TEXT:

════════

Visualizes the min,median,max spectrum of the spectra dropped as files on the NIR-Predictor. This gives a minimal and good spectral overview of the predicted property results.

  • Spectra Plot color legend: min,median,max spectrum by predicted property or if no calibration is available by spectral intensity.

  • The min,median,max is determined from the predicted properties or if not available from the intensity of the spectra.

  • Beside the histogram of the predicted properties, where the distribution can be seen, the spectra shown are the ones from min,median,max predicted property.

  • This gives a minimal and good spectral overview of the predicted property results.

  • The “Spectral Range” and number of datapoints is shown in the Prediction Report Header below the listed spectra files.

  • To zoom the spectra plot a little, zoom the report in the browser (hold ctrl + mouse wheel, or pinch on touch screen).

  • The spectra plots and histograms are stored with the report and can be archived.


  • Note that the spectra are shown in the raw values that are loaded, they are not shown pre-processed as the calibration model uses them to make the prediction.

  • Note that the median property spectrum is the median from the predicted property pobulation and not the “median” of the calibration property range.

  • Note that in the multi calibration prediction case, the spectra are selected for each property based on the related predicted property values and so the spectra plots shows typical different spectra.

Spectra Plot

Outlier Detection

To safeguard the prediction results, outliers are automatically checked for each individual prediction. This is based on limits that are determined when creating the calibration with the base data. Thus, a strange spectral measurement can be detected and signaled as an outlier even without base data only by means of the calibration and the NIR predictor. A prediction result with outlier warning is to be distrusted. How the various outlier tests are interpreted and how to avoid them in practice is described here.

The spectrum is an outlier to the model, if the spectrum is not similar with the spectra and lab-values the model is built with.

This legend is shown on each NIR-Predictor prediction report below the results:

Outlier (Out) Symbol Description

  • “X” : spectrum does not fit into model (spectrum different to model)
  • “O” : spectrum is wide outside model center (spectrum similar to model but far away)
  • “=” : prediction is outside upper or lower range of model (property outside model range)
  • “-” : spectrum is incompatible to calibration

Note: A prediction result with outlier warning is to be distrusted.

There are 3 outlier cases (X, O, =) and the incompatible data case “-”.

  • The bad case is “X”
  • the medium case is “O”
  • and the soft case is “=”.

════════

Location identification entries
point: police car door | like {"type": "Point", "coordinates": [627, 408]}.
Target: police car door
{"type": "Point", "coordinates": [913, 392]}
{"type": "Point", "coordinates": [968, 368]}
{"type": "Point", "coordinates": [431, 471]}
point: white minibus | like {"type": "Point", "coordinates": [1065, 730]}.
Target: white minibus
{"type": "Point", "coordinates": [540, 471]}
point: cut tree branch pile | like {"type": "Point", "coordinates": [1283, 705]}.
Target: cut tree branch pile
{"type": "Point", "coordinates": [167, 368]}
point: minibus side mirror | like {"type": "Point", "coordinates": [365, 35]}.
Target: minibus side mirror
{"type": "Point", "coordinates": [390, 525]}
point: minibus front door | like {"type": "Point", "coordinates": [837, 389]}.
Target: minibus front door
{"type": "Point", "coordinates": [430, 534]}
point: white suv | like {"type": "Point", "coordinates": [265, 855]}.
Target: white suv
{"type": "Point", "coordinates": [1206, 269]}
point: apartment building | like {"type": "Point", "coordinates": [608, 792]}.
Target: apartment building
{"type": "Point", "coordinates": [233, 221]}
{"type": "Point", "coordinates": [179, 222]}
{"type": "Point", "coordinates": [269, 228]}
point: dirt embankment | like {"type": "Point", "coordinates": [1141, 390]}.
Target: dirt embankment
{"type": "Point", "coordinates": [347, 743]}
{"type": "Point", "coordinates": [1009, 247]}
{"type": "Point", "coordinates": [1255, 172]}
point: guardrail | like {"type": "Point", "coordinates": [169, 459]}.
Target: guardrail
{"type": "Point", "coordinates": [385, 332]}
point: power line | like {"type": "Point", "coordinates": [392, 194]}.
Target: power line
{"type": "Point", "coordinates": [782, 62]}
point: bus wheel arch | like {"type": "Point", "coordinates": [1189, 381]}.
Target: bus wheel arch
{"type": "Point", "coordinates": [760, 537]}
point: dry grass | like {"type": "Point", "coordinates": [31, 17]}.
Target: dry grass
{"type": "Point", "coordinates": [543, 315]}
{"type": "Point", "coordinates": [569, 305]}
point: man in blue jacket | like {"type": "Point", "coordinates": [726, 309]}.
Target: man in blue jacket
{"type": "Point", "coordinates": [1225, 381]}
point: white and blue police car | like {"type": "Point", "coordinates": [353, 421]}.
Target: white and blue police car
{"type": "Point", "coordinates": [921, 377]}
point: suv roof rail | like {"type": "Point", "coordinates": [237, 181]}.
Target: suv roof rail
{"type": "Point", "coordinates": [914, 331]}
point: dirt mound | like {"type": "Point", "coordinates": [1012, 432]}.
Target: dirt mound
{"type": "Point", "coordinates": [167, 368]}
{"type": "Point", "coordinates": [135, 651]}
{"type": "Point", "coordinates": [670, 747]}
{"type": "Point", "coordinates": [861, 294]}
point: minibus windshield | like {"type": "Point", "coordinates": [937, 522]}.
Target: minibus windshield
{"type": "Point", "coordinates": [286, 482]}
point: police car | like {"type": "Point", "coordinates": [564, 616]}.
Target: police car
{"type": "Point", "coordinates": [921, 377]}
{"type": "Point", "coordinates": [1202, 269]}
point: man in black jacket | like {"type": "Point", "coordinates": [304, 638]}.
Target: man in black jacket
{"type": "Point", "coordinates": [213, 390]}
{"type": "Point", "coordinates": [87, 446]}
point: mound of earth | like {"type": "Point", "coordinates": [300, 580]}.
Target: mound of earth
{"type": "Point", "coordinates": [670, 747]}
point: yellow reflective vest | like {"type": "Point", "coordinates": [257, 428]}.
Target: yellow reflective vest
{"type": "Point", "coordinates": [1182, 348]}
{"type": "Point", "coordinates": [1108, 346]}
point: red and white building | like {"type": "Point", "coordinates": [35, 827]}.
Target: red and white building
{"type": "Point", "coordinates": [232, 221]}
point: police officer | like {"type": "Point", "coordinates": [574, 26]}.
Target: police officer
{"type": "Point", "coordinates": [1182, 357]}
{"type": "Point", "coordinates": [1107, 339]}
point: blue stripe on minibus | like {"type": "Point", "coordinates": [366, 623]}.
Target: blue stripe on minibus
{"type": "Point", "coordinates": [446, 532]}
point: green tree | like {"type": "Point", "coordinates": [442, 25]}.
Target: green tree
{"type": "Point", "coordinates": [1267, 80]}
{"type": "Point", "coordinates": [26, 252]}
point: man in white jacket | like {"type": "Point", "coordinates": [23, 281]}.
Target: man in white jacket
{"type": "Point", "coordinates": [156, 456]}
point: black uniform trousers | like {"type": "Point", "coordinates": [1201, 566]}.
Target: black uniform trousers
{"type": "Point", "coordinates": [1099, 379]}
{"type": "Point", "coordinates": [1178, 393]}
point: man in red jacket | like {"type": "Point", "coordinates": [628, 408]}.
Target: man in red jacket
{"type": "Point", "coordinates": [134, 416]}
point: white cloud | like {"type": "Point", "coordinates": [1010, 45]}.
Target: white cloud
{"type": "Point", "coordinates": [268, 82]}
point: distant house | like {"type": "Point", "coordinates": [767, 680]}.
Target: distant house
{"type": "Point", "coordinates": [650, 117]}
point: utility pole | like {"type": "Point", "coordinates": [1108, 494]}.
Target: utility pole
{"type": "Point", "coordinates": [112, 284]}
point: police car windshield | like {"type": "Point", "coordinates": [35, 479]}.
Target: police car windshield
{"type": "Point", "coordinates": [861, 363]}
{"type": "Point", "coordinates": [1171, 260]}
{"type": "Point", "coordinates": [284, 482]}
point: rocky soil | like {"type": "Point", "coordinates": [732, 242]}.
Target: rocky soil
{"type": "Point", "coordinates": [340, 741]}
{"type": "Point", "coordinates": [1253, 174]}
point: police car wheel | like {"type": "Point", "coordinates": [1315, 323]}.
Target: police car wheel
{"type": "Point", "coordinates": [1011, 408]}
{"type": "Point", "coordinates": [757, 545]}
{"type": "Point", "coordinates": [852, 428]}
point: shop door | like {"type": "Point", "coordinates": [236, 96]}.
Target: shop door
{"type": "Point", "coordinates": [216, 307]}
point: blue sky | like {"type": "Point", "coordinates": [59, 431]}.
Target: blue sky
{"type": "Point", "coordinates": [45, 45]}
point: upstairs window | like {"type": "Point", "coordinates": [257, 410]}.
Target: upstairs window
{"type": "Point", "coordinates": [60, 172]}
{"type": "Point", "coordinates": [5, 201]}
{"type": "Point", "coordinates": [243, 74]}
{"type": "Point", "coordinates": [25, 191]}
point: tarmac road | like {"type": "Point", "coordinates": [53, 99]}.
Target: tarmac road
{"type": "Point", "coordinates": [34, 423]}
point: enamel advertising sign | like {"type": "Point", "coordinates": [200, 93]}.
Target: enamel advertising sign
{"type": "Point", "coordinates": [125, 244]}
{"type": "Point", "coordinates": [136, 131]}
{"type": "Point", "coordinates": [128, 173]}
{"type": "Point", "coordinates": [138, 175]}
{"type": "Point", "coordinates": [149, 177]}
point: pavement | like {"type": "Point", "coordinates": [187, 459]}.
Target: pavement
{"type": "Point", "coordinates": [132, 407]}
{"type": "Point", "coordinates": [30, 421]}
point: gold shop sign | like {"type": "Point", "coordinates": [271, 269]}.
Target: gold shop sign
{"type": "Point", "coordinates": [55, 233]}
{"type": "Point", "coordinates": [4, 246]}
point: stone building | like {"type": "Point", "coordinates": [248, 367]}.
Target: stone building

════════

PROMPT 1: In the NIR-Predictor text, which outlier symbol marks the bad case?
PROMPT 2: Rewrite part of the NIR-Predictor text, beginning at the words "The spectrum is an" and stopping after "different to model)", and change "lab-values" to "reference values".
PROMPT 3: Carry the NIR-Predictor text on from its last sentence.
The records stand apart from the NIR-Predictor text.

FINAL RESULT 1: The symbol "X" marks the bad case.

FINAL RESULT 2:
The spectrum is an outlier to the model, if the spectrum is not similar with the spectra and reference values the model is built with.

This legend is shown on each NIR-Predictor prediction report below the results:

Outlier (Out) Symbol Description

  • “X” : spectrum does not fit into model (spectrum different to model)

FINAL RESULT 3:
The technical names in literature correspond to:

  • “X” : Spectral Residual Outlier
  • “O” : Leverage Outlier
  • “=” : Property Range Outlier

These 3 outlier cases can appear in combinations, like “XO=” or “XO” or “O=” or “X=”. The more outlier marker are shown the more likely the spectrum is an Outlier.

The default setting in NIR-Predictor Menu > “Report with Simplified Outlier Symbols”

  • is ON, that will show only the worst case instead of all combinations to have a simplified minimal information.
  • if OFF, that will show the combinations (e.g. “XO=” or “XO” or “O=” or “X=”), which is more informative for analyzing problem cases.

Some hints to avoid these Outliers:

  • “X” : spectrum does not fit into model (spectrum different to model)
    Check if the spectrum is noise only, or has no proper signal. That can happen when measured past the sample or measured into the air or at a different substance. If you have multiple NIR instruments of the same type, use spectra measured with different instruments for the calibration.

  • “O” : spectrum is wide outside model center (spectrum similar to model but far away) Sample temperature has an effect on NIR spectra shape, use spectra measured at different (typical use) temperatures (sample temperature, instrument temperature).

  • “=” : prediction is outside upper or lower range of model (property outside model range)
    Use more spectra for the calibration in the Lab value region where your special interest is. If the predicted value is only a little bit out of the calibration range, it can be Ok. Add these spectra to the calibration spectra (with the Lab values), to extend the prediction range of the calibration.

  • “-” : spectrum is incompatible to calibration
    The spectra (from the NIR instrument) has a different wavelength range or a different resolution than the spectra used for calibration. Check Instrument settings (wavelength range, resolution)

Result Ordering

To change the ordering, a drop-down-box is located below the Analyze button. If there is an analysis from the current session, and the Result Ordering is changed, the data is re-Analyzed and reported with the new Result Ordering setting. That allows to compare the different orderings. The Result Ordering is listed in the Prediction Report above the Prediction Value List and stored in the settings.

The order/sorting of the prediction results of the spectra can be defined:

  • GivenOrder (default) the given order of the spectra from file select dialog or drag&drop

*) sorted : ascending sort

  • Date_Name sorted by Date (if any) and then by Name
  • Name_Date sorted by Name and then by Date
  • Date_NamesWithNumbers sorted by Date (if any) and then by Name with number logic
  • NamesWithNumbers_Date sorted by Name with number logic (e.g. “ABC1” is before “ABC002” ) and then by Date

*) as above but sorted Rev : reverse sort = descending sort

  • Rev_Date_Name
  • Rev_Name_Date
  • Rev_Date_NamesWithNumbers
  • Rev_NamesWithNumbers_Date

E.g. with reverse sort by Rev_Date_Name, the newest spectra appear on top.

Depending on how many calibrations are used the result table is getting broader. To print the report (e.g. to Adobe PDF, FreePDF or Microsoft XPS), sometimes the landscape format is shorter in number of pages or in portrait a scale of 80% fits nicely. Or try another internet browser (Mozilla Firefox, Google Chrome, Microsoft Edge, …) to print the report and set the browser as your default browser so it will be opened by default.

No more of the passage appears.